> [YOUR GOAL] Please write out the stretch of data from its first line through the line containing "x=373 y=330", reproducing each line without any change.

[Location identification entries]
════════════════════
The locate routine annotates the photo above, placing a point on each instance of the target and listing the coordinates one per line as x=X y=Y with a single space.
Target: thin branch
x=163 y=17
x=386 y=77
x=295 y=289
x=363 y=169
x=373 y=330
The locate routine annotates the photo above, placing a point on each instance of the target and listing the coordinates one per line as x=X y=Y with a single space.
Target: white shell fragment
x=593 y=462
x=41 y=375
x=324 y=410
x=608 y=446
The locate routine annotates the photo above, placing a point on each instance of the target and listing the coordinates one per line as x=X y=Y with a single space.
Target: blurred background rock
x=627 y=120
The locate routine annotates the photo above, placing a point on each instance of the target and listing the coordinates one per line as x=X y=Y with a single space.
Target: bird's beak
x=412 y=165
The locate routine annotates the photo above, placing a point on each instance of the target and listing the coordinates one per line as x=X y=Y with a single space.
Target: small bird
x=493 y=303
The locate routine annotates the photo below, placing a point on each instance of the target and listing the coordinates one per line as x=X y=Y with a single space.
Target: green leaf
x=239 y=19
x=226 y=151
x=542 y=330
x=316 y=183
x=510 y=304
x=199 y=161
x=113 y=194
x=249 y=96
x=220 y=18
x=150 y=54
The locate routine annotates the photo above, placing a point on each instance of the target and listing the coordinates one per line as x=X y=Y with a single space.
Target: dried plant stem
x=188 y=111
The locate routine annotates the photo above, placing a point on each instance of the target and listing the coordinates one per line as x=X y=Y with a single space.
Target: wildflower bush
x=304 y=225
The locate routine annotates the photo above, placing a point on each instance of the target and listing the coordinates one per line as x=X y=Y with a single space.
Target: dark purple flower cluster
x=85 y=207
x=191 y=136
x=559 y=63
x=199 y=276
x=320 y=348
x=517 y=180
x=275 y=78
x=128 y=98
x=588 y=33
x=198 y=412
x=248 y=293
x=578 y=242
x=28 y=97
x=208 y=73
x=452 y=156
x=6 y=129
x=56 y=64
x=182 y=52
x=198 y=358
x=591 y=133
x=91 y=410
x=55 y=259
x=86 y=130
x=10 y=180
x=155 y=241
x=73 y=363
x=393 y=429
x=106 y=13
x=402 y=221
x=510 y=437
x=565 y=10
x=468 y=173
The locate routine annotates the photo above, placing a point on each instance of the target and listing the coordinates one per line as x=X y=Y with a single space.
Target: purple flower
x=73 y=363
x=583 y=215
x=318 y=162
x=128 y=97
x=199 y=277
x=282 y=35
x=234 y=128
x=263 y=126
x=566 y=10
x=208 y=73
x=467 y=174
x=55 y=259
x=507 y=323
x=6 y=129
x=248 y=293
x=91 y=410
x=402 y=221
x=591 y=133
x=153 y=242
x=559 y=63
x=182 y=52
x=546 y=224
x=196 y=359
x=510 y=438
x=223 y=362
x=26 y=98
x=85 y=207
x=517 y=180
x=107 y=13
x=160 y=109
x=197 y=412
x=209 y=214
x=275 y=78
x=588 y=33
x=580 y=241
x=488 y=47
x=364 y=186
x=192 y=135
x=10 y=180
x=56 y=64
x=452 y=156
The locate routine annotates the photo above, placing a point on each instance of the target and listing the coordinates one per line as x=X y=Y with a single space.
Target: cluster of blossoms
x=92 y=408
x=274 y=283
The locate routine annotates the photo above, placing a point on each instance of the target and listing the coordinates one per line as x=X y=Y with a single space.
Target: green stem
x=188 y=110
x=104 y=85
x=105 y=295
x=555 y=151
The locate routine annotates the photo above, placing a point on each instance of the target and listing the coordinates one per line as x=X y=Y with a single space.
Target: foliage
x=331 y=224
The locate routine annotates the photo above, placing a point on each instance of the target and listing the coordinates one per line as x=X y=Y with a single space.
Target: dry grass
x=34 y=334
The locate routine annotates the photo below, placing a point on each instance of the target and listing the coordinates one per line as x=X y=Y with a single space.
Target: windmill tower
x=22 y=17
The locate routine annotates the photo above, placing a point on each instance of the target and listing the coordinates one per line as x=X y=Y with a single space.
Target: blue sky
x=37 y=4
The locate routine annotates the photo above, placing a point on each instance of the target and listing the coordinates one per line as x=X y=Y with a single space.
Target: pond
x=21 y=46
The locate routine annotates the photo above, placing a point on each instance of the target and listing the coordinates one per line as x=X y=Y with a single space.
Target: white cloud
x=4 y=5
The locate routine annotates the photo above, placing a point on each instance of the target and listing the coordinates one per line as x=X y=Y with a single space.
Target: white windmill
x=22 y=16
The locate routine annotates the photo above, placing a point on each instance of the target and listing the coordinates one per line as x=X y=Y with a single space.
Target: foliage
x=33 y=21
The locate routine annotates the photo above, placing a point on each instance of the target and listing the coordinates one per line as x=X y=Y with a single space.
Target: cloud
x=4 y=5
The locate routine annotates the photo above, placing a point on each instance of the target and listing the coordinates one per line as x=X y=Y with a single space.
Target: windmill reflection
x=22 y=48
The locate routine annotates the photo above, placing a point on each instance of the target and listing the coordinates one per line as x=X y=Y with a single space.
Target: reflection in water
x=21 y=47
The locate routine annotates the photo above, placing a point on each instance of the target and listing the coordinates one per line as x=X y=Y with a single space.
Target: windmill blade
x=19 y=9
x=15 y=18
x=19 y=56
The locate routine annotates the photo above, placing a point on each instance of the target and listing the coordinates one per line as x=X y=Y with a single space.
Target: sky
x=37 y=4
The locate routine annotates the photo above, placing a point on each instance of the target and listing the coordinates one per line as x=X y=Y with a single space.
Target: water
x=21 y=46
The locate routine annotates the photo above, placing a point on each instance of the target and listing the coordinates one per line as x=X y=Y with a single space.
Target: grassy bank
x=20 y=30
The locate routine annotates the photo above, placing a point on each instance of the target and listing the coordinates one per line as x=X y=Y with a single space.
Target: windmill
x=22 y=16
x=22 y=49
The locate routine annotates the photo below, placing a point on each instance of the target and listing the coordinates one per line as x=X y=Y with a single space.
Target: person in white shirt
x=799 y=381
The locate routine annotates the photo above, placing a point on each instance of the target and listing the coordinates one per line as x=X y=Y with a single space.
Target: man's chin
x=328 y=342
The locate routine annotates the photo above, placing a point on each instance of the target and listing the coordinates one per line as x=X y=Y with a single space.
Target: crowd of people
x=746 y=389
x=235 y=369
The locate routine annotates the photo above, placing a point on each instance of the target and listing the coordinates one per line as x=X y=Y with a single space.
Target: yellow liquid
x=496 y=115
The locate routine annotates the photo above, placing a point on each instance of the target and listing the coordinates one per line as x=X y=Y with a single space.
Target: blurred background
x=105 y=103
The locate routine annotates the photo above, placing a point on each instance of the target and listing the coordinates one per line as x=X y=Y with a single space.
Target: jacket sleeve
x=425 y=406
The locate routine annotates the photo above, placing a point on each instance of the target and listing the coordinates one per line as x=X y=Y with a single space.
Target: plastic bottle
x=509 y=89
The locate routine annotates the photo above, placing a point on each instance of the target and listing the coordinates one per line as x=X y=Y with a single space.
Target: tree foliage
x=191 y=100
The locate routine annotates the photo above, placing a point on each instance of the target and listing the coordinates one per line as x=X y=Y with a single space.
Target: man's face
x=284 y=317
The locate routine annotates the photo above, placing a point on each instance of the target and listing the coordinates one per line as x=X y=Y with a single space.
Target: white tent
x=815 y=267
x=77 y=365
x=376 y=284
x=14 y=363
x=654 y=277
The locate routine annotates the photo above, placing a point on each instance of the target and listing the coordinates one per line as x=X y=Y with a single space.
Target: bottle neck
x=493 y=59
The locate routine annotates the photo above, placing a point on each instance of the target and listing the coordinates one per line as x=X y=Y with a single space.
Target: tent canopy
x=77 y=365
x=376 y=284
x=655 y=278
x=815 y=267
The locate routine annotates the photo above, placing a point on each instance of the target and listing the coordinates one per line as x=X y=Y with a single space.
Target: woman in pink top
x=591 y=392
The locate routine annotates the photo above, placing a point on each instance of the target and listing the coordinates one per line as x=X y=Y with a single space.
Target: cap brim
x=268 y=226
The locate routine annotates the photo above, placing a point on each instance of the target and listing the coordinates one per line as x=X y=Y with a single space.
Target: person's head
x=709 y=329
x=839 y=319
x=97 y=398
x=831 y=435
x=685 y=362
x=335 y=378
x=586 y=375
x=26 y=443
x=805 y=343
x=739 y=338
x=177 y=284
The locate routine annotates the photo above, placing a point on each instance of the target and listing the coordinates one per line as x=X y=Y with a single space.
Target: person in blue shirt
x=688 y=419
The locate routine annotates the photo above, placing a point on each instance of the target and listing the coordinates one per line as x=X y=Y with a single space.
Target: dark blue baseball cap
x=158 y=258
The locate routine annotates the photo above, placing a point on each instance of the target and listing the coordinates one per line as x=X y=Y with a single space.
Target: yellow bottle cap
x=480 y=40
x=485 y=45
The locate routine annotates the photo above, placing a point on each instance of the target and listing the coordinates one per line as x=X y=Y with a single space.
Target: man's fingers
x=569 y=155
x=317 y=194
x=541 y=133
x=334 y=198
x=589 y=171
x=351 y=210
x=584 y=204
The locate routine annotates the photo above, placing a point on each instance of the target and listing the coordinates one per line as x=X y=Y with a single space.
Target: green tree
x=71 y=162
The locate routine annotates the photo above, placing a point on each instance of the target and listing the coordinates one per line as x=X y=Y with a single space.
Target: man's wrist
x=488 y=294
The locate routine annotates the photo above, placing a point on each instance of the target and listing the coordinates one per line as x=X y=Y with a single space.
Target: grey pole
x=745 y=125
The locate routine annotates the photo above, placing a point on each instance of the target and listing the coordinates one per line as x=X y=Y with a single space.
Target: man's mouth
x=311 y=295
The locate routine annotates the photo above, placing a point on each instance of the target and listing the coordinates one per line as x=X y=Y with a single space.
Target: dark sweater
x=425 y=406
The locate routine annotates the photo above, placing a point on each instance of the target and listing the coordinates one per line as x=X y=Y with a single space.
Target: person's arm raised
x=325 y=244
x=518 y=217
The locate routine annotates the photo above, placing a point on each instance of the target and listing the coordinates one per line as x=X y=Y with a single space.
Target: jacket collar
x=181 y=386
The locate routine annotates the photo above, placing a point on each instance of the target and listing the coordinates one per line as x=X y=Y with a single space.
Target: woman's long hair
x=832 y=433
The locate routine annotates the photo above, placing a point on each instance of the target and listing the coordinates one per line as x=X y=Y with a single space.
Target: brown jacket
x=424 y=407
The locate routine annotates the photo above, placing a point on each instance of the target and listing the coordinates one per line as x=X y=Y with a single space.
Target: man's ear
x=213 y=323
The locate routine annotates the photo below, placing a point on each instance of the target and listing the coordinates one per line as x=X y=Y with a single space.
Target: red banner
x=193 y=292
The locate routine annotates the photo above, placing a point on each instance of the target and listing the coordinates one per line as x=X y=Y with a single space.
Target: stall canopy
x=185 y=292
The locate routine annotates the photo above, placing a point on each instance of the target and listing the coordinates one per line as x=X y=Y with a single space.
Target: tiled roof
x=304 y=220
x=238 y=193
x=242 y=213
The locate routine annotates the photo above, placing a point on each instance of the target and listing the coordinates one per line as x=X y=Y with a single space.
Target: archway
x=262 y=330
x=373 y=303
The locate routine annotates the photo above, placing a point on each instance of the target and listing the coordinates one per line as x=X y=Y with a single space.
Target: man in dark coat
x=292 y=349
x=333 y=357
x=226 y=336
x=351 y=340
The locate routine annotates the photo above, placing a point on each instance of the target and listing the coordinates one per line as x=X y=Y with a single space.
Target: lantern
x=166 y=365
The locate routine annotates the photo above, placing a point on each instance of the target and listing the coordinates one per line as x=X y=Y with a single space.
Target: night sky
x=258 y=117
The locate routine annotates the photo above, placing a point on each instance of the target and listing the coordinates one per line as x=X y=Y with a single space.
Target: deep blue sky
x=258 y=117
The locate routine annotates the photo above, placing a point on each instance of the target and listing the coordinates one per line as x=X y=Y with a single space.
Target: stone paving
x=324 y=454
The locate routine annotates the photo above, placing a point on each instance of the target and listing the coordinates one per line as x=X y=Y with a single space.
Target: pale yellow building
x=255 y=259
════════════════════
> [SOLUTION FOR THIS TASK]
The locate routine annotates the photo above, placing a point on each instance of the target and listing the coordinates one per line as x=X y=Y with a single space.
Target: thin branch
x=163 y=17
x=386 y=77
x=295 y=289
x=363 y=169
x=373 y=330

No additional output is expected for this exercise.